── RECORD SET

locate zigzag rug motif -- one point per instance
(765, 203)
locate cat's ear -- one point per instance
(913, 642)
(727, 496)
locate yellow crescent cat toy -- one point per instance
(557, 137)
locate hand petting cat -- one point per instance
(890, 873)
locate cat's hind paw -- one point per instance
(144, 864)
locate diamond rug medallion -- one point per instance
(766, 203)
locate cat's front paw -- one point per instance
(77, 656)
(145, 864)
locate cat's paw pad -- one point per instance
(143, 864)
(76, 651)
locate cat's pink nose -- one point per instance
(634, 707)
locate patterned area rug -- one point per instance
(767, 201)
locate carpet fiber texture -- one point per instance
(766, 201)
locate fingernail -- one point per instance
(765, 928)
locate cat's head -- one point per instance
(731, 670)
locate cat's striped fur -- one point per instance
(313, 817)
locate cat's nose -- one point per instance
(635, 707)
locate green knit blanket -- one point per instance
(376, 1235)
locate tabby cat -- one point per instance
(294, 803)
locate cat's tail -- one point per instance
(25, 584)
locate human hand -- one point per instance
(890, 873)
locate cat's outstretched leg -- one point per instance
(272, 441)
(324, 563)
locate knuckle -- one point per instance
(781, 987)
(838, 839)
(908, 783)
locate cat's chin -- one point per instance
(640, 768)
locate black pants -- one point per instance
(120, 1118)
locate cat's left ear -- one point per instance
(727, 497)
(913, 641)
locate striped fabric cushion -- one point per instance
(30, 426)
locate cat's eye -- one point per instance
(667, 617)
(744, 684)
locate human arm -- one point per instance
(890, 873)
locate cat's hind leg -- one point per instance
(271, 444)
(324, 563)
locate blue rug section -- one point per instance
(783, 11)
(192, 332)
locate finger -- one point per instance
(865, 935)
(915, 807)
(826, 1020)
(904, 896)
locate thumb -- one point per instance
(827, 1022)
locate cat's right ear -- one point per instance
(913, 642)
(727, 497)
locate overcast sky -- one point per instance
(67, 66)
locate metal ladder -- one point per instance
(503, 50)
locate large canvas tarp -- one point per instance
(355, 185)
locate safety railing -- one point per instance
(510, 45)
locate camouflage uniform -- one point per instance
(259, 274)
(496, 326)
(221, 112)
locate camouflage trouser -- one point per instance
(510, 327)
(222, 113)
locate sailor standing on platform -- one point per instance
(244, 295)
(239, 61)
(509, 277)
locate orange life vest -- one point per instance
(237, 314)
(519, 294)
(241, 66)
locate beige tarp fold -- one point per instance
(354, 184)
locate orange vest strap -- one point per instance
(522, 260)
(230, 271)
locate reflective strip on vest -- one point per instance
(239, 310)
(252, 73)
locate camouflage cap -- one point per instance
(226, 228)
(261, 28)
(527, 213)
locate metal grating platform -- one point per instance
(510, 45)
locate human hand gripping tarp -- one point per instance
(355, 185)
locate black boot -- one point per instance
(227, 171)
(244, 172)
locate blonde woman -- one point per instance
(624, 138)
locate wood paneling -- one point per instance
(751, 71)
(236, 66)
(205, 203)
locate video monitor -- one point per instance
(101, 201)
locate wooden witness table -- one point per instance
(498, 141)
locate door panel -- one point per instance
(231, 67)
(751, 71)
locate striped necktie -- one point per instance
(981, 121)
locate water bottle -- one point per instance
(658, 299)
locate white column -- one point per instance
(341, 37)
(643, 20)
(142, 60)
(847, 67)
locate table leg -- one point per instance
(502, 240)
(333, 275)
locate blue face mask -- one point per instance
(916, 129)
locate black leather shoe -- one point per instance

────

§ **PROBLEM TO SOLVE**: Begin at the line that has "locate door panel -- one point per instance" and stop after the last line of the rows. Rewrite every line in that span, request lines included, and shift each point coordinate up by 113.

§ **RESULT OF THE EXERCISE**:
locate door panel -- one point per instance
(344, 180)
(864, 184)
locate striped necktie -- one point per instance
(1094, 234)
locate water bottle -- one point per instance
(771, 412)
locate white column -- one point per instance
(454, 150)
(756, 133)
(255, 173)
(960, 180)
locate table leg -- one point per instance
(615, 353)
(446, 388)
locate blue face mask -- one point per instance
(1029, 242)
locate black leather shoe -- one point per instance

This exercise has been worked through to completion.